→ **TEXTO PROPORCIONADO**:
%%
Vespres Literaris vuelve a Stefan Zweig.
En enero de 2017 el
grupo leyó y debatió sobre “Los ojos del
hermano eterno”, una novela breve
sobre la “historia de Virata, a quien su pueblo enaltecía con los cuatro
nombres de la virtud pero de quien nada hay escrito en las crónicas de los soberanos
ni en los libros de los sabios, y cuya memoria los hombres han olvidado”. Escrito como una leyenda oriental, situado antes
de los tiempos de Buda, narra la vida de Virata, hombre justo y virtuoso, el
juez más célebre del reino, que decide un día experimentar el efecto de los
castigos que impone, dentro de su jurisdicción,
Esta nueva temporada
la inaugura el autor austriaco, con la
novela tardía e inacabada Clarissa, y es que nuestro autor de este mes está
de moda. Desde el año 2014 se han publicado en España unos cuarenta títulos
entre obras de Zweig o referidas a la vida y obra del mismo, tal es el interés por
el autor de Momentos estelares de la
humanidad, que en el primer semestre de este año se han publicado seis
títulos más a sumar a los publicados en los cinco años anteriores.
¿Por qué este
interés por un autor olvidado? y que, en
palabras de Rafael Argullol, : “[Fue] Tremendamente popular en la Europa de
entreguerras, había desaparecido de las estanterías después de la segunda
contienda mundial, como si los estudiantes nazis que quemaban sus libros en las
plazas de Alemania hubiesen conseguido exterminarlo para siempre. Con
frecuencia veíamos Veinticuatro horas de
la vida de una mujer y otras novelas de Zweig en las bibliotecas de
nuestros abuelos, pero en la universidad ningún profesor recomendaba a un escritor
que parecía definitivamente periclitado. Pero los últimos años del siglo XX, el
siglo que lo había llevado a la cima y lo había destruido, albergaron el
inesperado retorno de Zweig a las librerías de los países europeos. Cuando
un retorno de este tipo se produce no hay duda de que la época, con sus
interrogantes, lo exige, aunque sea de manera oblicua.” (el
subrayado es mío).
¿Es un autor
necesario Zweig hoy, en estos tiempos y en las circunstancias que nos han
tocado vivir? La lectura de Clarissa tal
vez nos arroje luz sobre esta cuestión, mientras tanto, un librito ilustrado muy
breve (apenas 50 hojas), nos puede arrojar luz sobre la personalidad y la obra
de nuestro autor:
Afegeix la llegenda |
Stefan Zweig, la tinta violeta
Jesús Marchamalo
Ilustrador: Antonio Santos
Editorial
Nórdica, 2019
páginas: 48
(fragmento)
%%
→ **LISTADO PROPORCIONADO**:
%%
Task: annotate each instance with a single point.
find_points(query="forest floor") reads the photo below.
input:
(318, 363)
%%
%%
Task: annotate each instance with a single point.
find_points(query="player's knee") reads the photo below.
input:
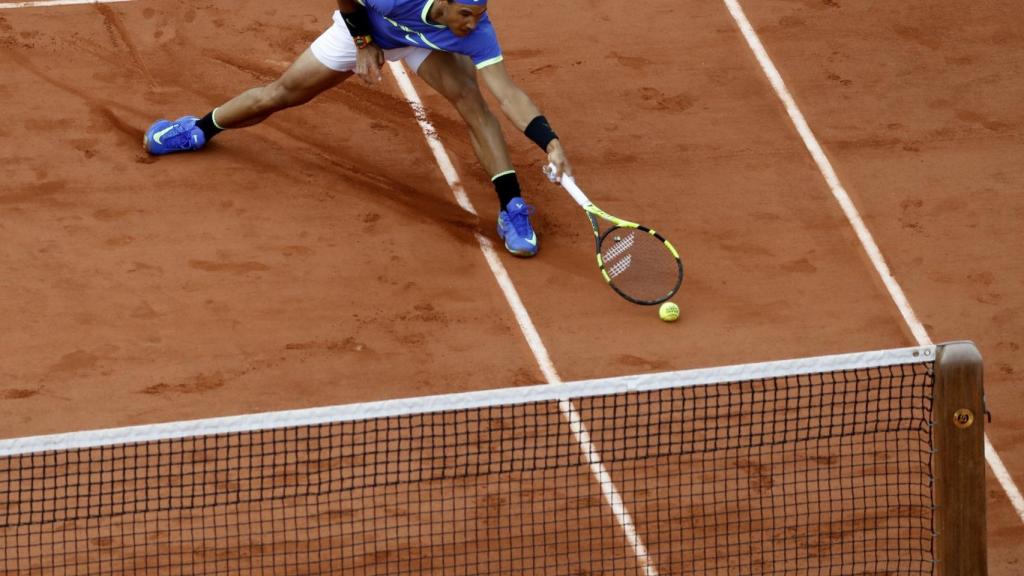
%%
%%
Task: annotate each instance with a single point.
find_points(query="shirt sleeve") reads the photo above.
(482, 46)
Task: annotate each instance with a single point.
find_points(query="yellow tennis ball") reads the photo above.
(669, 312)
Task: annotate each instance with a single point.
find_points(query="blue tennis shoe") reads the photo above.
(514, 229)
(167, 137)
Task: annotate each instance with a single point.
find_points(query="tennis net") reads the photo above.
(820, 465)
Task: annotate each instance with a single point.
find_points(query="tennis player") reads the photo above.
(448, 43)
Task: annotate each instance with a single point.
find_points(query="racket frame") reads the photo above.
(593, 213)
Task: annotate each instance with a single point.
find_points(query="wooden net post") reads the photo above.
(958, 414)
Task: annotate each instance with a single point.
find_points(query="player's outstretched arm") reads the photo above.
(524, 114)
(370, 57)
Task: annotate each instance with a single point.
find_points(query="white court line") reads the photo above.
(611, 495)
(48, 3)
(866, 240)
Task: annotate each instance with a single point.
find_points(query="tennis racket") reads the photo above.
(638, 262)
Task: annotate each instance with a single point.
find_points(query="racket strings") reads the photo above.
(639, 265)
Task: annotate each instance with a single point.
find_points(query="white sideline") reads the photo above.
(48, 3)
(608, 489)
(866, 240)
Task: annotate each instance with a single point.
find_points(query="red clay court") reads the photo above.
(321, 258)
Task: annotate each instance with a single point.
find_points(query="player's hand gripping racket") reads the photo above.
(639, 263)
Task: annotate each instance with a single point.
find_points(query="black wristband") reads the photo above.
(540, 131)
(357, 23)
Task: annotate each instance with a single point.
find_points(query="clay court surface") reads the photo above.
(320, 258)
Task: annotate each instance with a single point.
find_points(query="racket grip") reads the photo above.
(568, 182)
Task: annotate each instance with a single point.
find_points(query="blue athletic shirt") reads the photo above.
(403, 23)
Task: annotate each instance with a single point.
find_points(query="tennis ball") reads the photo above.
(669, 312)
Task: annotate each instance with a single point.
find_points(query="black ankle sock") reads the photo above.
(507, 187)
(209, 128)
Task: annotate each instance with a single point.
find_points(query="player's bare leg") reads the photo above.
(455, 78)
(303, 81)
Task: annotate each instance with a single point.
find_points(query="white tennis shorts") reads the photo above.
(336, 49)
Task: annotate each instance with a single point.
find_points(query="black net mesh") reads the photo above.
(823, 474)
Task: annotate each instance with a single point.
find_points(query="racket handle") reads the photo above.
%%
→ **TAREAS ESCRITAS**:
[1] Indique, copiándolas íntegramente, todas las líneas del listado que contienen la cadena "ball". Se distinguen mayúsculas y minúsculas.
[2] Prosiga el texto sobre Stefan Zweig a partir de la última línea que se muestra.
El texto sobre Stefan Zweig y el listado son materiales independientes entre sí.

→ **RESPUESTAS DEL EJERCICIO**:
[1]
find_points(query="yellow tennis ball") reads the photo above.
find_points(query="tennis ball") reads the photo above.

[2]
“Escribía con una letra pulcra,
redonda y firme. Una caligrafía cuidada, tinta violeta, en folios y cuartillas
de papel grueso que tenían en el encabezado un monograma con sus iniciales, S,
Z, convertidas en sello, en divisa.
Era educado, cortés, mirada
inquieta, y en su rostro, tez clara y gesto relamido, destacaba un flequillo
lacio sobre la frente y el bigote poblado, grave, de una formalidad administrativa.
Vestía con frecuencia traje
oscuro, zapatos relucientes, camisas de un blanco inmaculado y corbatas en las
que siempre brillaba un alfiler con una perla.
Nació en Viena, pocos días antes
del trágico incendio del Ringtheatre. El 7 de diciembre de 1881, durante la
representación de la ópera de Offenbach Los cuentos de Hoffmann, hubo un escape
de gas en las candilejas: una explosión apagada, un fogonazo apenas, tras el
que aparecieron llamas, al principio inocentes, cautelosas, que se extendieron
por el entarimado y acabaron creciendo convertidas en un monstruo voraz.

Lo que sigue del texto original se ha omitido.